Exercise text:
The walk that I had planned for myself didn't happen.
I've spent my time being careful about Covid-19 and had made the decision to go on a train from Portsmouth (5.00 a.m) to Winchester and walk the South Downs Way on to Petersfield on Wednesday. I was all prepared, mask, gloves, and gel.
On Tuesday I had paid asn booked my e-ticket and had printed it out. I had all of my clothes organised etc and ready and my phone alarm was set to wake me up. I did all this about 3.00 p.m. and soon after.
Sometime later around 5.00 p.m, I began to feel light-headed, my head started to ache and when I got up from my chair I felt that I was going to fall over. Within an hour I felt even worse and so went to bed, I felt terrible and tossed and turned throughout the night. Them my alarm went off and I knew that I couldn't even make it out of my bed, so I didn't.
Wednesday proved to be terrible, I had 5 major bouts of vomiting, I was disoriented, my vision went haywire! Getting to the toilet was so difficult, I could only do it by gripping onto a radiator a door handle, the top of the stairs rung and getting back to bed was just as bad. My lowest point was when I had to crawl on my hands and knees to get there and back.
My wife nursed me through the day, making me drink water and some other fluid from the chemist, it tasted foul, to replenish the salts etc I'd lost by the vomiting. A truly horrendous day, at one point I seriously asked myself if I was going to die! A bit over the top I know but I felt absolutely rotten to my core.

Image point grounding data:
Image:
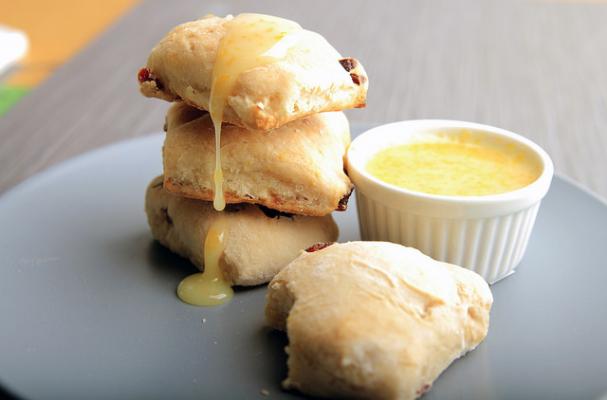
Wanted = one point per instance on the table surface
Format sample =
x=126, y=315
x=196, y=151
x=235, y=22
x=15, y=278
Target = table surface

Exercise description: In the account of the missed walk, which items did the writer have ready as protection against Covid-19?

Worked solution: Mask, gloves, and gel.